#### DESCRIPTION OF THE TASK
Could you rewrite the listing below with "large boulder" changed to "big rock" wherever it occurs, leaving everything else the same?

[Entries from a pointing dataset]
___
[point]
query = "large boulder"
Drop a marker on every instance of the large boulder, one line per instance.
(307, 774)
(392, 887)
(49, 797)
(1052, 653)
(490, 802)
___
#### SOLVED PROBLEM
[point]
query = "big rock"
Drop a marker on every instance of the big rock, one line per instance.
(307, 774)
(392, 887)
(49, 797)
(1052, 653)
(490, 802)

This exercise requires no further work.